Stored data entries
+ + +

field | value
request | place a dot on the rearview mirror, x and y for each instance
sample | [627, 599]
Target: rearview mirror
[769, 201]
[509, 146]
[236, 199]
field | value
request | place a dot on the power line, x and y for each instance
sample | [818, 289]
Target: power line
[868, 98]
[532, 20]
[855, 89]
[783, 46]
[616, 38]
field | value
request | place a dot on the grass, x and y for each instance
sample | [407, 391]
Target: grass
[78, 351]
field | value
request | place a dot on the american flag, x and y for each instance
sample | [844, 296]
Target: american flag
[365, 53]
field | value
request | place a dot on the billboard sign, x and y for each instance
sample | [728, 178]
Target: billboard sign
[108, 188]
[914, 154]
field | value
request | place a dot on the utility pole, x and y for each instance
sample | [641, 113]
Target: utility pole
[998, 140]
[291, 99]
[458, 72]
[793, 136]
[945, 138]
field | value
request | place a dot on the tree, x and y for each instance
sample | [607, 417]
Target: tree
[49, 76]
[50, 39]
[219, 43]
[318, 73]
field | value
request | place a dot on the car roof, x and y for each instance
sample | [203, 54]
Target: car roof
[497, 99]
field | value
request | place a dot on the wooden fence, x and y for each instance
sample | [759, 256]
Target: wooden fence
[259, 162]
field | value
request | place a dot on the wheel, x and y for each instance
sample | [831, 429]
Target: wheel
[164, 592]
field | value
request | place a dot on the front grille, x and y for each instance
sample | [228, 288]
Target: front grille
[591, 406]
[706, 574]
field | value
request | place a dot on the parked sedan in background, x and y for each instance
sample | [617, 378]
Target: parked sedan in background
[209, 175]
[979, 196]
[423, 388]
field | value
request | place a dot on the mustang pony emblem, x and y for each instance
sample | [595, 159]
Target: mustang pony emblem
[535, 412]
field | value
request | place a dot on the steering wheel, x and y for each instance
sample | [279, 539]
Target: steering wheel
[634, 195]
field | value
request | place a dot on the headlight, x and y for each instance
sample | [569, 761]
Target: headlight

+ + +

▶ **Assigned task**
Every record above is to be given again precisely.

▶ **Your response**
field | value
request | place a dot on the rearview mirror, x and y for each instance
sample | [627, 599]
Target: rearview mirror
[769, 201]
[509, 146]
[236, 199]
field | value
request | place a dot on the power line, x and y for each instance
sample | [818, 289]
Target: power line
[868, 98]
[532, 20]
[855, 89]
[783, 46]
[616, 38]
field | value
request | place a dot on the grass, x and y for each instance
sample | [407, 391]
Target: grass
[78, 351]
field | value
request | place a dot on the american flag, x and y for each instance
sample | [844, 296]
Target: american flag
[365, 53]
field | value
request | place a dot on the billboard sign, x and y for each instance
sample | [728, 178]
Target: billboard sign
[108, 188]
[914, 154]
field | value
request | place a dot on the utility pole, x and y for each instance
sample | [641, 113]
Target: utility pole
[998, 140]
[291, 99]
[458, 72]
[793, 136]
[945, 138]
field | value
request | place a dot on the tree, x and y for each instance
sample | [607, 417]
Target: tree
[49, 76]
[50, 39]
[219, 43]
[318, 73]
field | value
request | place a dot on the car roof, x and y for each instance
sample | [203, 54]
Target: car roof
[497, 99]
field | value
request | place a dot on the wooden fence, x and y for each instance
sample | [759, 256]
Target: wooden fence
[259, 162]
field | value
request | place a dot on the wheel, x and y for each instance
sample | [831, 429]
Target: wheel
[164, 592]
field | value
request | place a dot on the front grille, x and y for each instance
sample | [228, 288]
Target: front grille
[591, 406]
[706, 574]
field | value
request | place a dot on the parked sedan in background, x and y for each instance
sample | [617, 378]
Target: parked sedan in background
[209, 175]
[979, 196]
[423, 388]
field | value
request | place a dot on the mustang pony emblem, x and y for each instance
sample | [595, 159]
Target: mustang pony emblem
[535, 412]
field | value
request | place a dot on the steering wheel, x and y for each instance
sample | [279, 539]
Target: steering wheel
[634, 195]
field | value
request | place a dot on the headlight, x and y for each instance
sample | [569, 761]
Target: headlight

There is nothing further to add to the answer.